Requirement:
Arrange every line of the records below as a Markdown table with the columns "Row" for the row number and "Line" for the line itself. Skip blank lines and leave any pictures out of the table.

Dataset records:
— BEGIN —
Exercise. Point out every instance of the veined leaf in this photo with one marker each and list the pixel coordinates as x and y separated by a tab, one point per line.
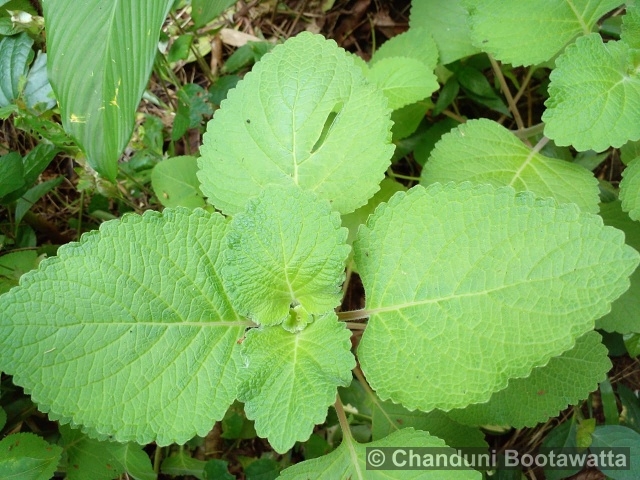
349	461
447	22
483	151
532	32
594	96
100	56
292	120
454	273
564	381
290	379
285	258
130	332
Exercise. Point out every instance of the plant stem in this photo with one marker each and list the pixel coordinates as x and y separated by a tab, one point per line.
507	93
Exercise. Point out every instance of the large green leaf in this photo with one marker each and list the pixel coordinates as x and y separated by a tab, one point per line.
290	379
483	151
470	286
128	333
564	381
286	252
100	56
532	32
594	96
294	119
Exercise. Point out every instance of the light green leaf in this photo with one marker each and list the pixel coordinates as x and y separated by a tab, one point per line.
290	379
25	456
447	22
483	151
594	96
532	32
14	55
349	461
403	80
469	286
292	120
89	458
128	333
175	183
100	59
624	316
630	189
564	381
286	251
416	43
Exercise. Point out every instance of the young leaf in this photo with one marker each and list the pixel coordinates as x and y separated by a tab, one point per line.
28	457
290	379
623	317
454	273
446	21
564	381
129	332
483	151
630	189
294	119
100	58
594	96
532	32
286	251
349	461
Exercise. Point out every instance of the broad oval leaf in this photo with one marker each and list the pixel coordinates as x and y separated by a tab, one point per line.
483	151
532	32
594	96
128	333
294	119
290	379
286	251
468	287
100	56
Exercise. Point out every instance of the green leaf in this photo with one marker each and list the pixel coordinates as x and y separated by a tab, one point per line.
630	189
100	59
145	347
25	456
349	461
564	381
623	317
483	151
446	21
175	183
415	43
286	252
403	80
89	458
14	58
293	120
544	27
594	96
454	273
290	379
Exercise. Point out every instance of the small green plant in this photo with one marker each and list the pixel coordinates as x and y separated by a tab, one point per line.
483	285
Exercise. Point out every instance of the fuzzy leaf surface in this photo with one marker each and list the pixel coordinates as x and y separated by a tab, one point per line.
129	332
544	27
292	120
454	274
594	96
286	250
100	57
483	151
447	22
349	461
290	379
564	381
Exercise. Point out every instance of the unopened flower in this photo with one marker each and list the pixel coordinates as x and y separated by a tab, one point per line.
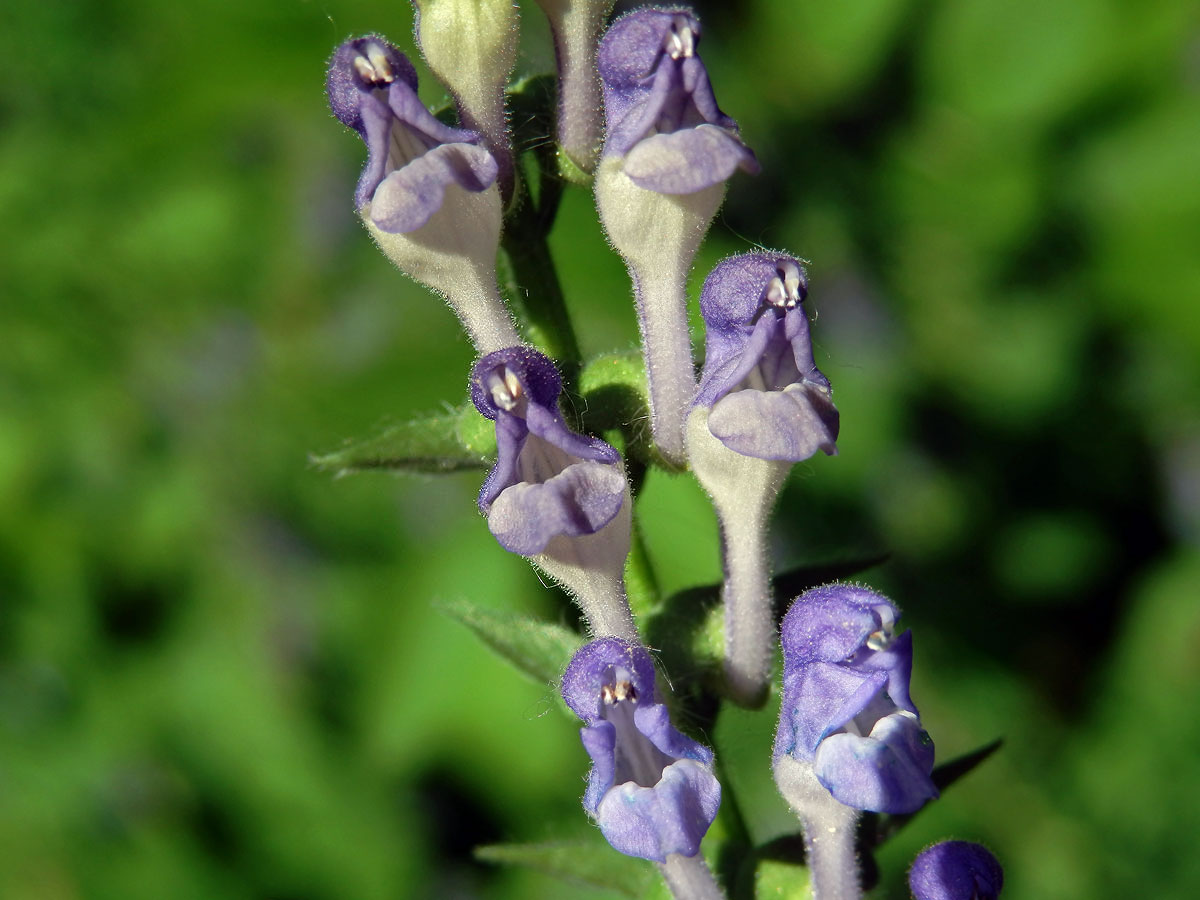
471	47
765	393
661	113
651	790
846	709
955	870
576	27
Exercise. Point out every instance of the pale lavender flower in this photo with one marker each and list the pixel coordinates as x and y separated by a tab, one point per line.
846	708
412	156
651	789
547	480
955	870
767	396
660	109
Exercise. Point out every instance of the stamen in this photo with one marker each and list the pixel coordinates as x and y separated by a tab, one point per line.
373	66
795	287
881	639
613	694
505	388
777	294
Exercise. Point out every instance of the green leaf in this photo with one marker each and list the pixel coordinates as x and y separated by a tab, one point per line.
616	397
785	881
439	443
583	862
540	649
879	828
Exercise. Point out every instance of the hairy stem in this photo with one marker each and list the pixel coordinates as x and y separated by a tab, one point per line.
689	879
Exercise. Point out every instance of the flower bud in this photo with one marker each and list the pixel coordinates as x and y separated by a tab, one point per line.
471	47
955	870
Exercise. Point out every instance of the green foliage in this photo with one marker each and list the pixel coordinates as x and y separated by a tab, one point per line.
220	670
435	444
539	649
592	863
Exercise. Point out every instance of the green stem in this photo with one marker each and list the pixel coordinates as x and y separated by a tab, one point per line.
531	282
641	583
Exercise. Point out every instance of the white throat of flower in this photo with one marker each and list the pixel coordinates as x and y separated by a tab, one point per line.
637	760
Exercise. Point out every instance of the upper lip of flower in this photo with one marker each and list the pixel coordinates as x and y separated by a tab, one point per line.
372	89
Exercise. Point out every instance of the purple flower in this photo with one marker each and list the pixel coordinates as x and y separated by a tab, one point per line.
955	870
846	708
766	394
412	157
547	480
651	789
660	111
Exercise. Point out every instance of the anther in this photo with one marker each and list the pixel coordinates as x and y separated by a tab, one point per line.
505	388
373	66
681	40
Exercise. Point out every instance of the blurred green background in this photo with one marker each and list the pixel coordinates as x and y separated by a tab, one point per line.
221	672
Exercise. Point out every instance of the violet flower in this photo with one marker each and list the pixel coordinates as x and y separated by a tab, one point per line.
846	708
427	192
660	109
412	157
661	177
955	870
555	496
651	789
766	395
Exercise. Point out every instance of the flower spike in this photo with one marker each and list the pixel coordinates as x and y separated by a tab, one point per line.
— END —
Worked answer:
| Row | Line |
|---|---|
| 1 | Exercise. Point out every instance of the veined leaf in this photo with one marker each and list the pixel coordinates as x and y separated by a tab, one point per line. |
| 2 | 349	461 |
| 3 | 447	22 |
| 4 | 483	151 |
| 5 | 532	32 |
| 6 | 594	96 |
| 7 | 100	56 |
| 8 | 292	120 |
| 9 | 454	273 |
| 10 | 564	381 |
| 11 | 290	379 |
| 12 | 285	258 |
| 13 | 130	332 |
| 14 | Exercise. Point out every instance of the plant stem in this photo with one marker each and list the pixel coordinates as x and y separated by a tab, one point per line. |
| 15 | 507	93 |
| 16 | Exercise. Point out every instance of the large green leaf in this photo with one marker each and list the pixel coordinates as x and y separated by a tab, one point per line. |
| 17 | 290	379 |
| 18 | 483	151 |
| 19 | 470	286 |
| 20 | 128	333 |
| 21 | 564	381 |
| 22 | 286	252 |
| 23 | 100	56 |
| 24 | 532	32 |
| 25 | 594	96 |
| 26 | 294	119 |
| 27 | Exercise. Point out every instance of the light green leaf in this photo with one marker each and list the pixel coordinates as x and y separated by a tab, one point per line. |
| 28 | 290	379 |
| 29 | 25	456 |
| 30 | 447	22 |
| 31 | 483	151 |
| 32 | 594	96 |
| 33 | 532	32 |
| 34 | 14	55 |
| 35 | 349	461 |
| 36 | 403	80 |
| 37 | 469	286 |
| 38 | 292	120 |
| 39 | 89	458 |
| 40 | 128	333 |
| 41 | 175	183 |
| 42 | 100	59 |
| 43 | 624	316 |
| 44 | 630	189 |
| 45 | 564	381 |
| 46 | 286	251 |
| 47 | 416	43 |
| 48 | Exercise. Point out every instance of the young leaf in this photo with one marker each and list the pixel coordinates as x and y separated by a tab, one point per line. |
| 49 | 28	457 |
| 50 | 290	379 |
| 51 | 623	317 |
| 52 | 454	273 |
| 53 | 446	21 |
| 54 | 564	381 |
| 55 | 129	332 |
| 56 | 483	151 |
| 57 | 630	189 |
| 58 | 294	119 |
| 59 | 100	58 |
| 60 | 594	96 |
| 61 | 532	32 |
| 62 | 286	251 |
| 63 | 349	461 |
| 64 | Exercise. Point out every instance of the broad oval leaf in this photo with one marker each and list the pixel coordinates as x and y separated by a tab, one point per line. |
| 65 | 483	151 |
| 66 | 532	32 |
| 67 | 594	96 |
| 68 | 128	333 |
| 69 | 294	119 |
| 70 | 290	379 |
| 71 | 286	251 |
| 72 | 468	287 |
| 73 | 100	56 |
| 74 | Exercise. Point out every instance of the green leaf in this photo with one marker each and list the pixel coordinates as x and y separated by a tab, one point per line. |
| 75 | 630	189 |
| 76 | 100	59 |
| 77 | 145	347 |
| 78 | 25	456 |
| 79 | 349	461 |
| 80 | 564	381 |
| 81 | 623	317 |
| 82 | 483	151 |
| 83 | 446	21 |
| 84 | 175	183 |
| 85 | 415	43 |
| 86 | 286	252 |
| 87 | 403	80 |
| 88 | 89	458 |
| 89 | 14	58 |
| 90 | 293	120 |
| 91 | 544	27 |
| 92 | 594	96 |
| 93 | 454	273 |
| 94 | 290	379 |
| 95 | Exercise. Point out every instance of the small green plant in this photo with one marker each and list the pixel coordinates as x and y separated by a tab, one point per line. |
| 96 | 483	285 |
| 97 | Exercise. Point out every instance of the fuzzy leaf surface in this photo with one marker each and list the pixel coordinates as x and y separated by a tab, one point per line. |
| 98 | 129	332 |
| 99 | 544	27 |
| 100 | 292	120 |
| 101 | 454	274 |
| 102 | 594	96 |
| 103 | 286	250 |
| 104 | 100	57 |
| 105 | 483	151 |
| 106 | 447	22 |
| 107 | 349	461 |
| 108 | 290	379 |
| 109 | 564	381 |
| 110 | Exercise. Point out every instance of the unopened flower in this photo with one marker each and list the pixel coordinates as x and y separated by a tab, one point per line. |
| 111 | 471	47 |
| 112 | 765	393 |
| 113 | 661	113 |
| 114 | 651	790 |
| 115 | 846	709 |
| 116 | 955	870 |
| 117 | 576	27 |
| 118 | Exercise. Point out every instance of the pale lavender flower in this photo with one marker each and list the pixel coordinates as x and y separated by a tab, one point per line. |
| 119 | 846	708 |
| 120 | 412	156 |
| 121 | 651	789 |
| 122 | 547	480 |
| 123 | 955	870 |
| 124 | 767	396 |
| 125 | 660	109 |
| 126 | Exercise. Point out every instance of the stamen in this photo with one marker each and list the pixel coordinates as x and y separated by a tab, one point per line. |
| 127 | 373	66 |
| 128 | 795	287 |
| 129 | 881	639 |
| 130 | 613	694 |
| 131 | 505	388 |
| 132 | 777	294 |
| 133 | Exercise. Point out every instance of the green leaf in this photo with one marker each and list the pixel coordinates as x and y separated by a tab, one point per line. |
| 134 | 616	397 |
| 135 | 785	881 |
| 136 | 439	443 |
| 137 | 583	862 |
| 138 | 540	649 |
| 139 | 879	828 |
| 140 | Exercise. Point out every instance of the hairy stem in this photo with one marker each and list the pixel coordinates as x and y separated by a tab, one point per line. |
| 141 | 689	879 |
| 142 | Exercise. Point out every instance of the flower bud in this photo with one marker each and list the pixel coordinates as x and y separated by a tab, one point per line. |
| 143 | 471	47 |
| 144 | 955	870 |
| 145 | Exercise. Point out every instance of the green foliage in this photo with one marker each and list the pixel coordinates as x and y separated by a tab, one point per line. |
| 146 | 220	670 |
| 147 | 435	444 |
| 148 | 539	649 |
| 149 | 592	863 |
| 150 | Exercise. Point out every instance of the green stem in this photo with one marker each and list the pixel coordinates as x and y separated by a tab, one point per line. |
| 151 | 531	282 |
| 152 | 641	583 |
| 153 | Exercise. Point out every instance of the white throat of flower in this photo with one marker each and list the pixel coordinates as x and y separated by a tab, one point per line. |
| 154 | 637	760 |
| 155 | Exercise. Point out every instance of the upper lip of flower in this photo with one marker each and list the pixel coordinates as x and y separated by a tab, one point per line. |
| 156 | 372	89 |
| 157 | Exercise. Point out every instance of the purple flower in this photo with one marker each and list the pixel coordinates as x and y separated by a tab, one point per line. |
| 158 | 955	870 |
| 159 | 846	708 |
| 160 | 766	394 |
| 161 | 412	157 |
| 162 | 547	480 |
| 163 | 651	789 |
| 164 | 660	111 |
| 165 | Exercise. Point out every instance of the anther in this photo with one marker each and list the pixel coordinates as x and y separated by a tab, one point per line. |
| 166 | 505	388 |
| 167 | 373	66 |
| 168 | 681	40 |
| 169 | Exercise. Point out every instance of the blurred green background in this photo with one marker each and list the pixel coordinates as x and y separated by a tab, one point per line. |
| 170 | 221	672 |
| 171 | Exercise. Point out every instance of the violet flower in this photo with one marker each and list the pixel coordinates as x and y separated by a tab, one point per line. |
| 172 | 846	708 |
| 173 | 427	192 |
| 174 | 660	109 |
| 175 | 412	157 |
| 176 | 661	177 |
| 177 | 955	870 |
| 178 | 555	496 |
| 179 | 651	789 |
| 180 | 766	395 |
| 181 | Exercise. Point out every instance of the flower spike in this photo with one marker each and list the pixel coordinates as x and y separated by a tab, one point per line. |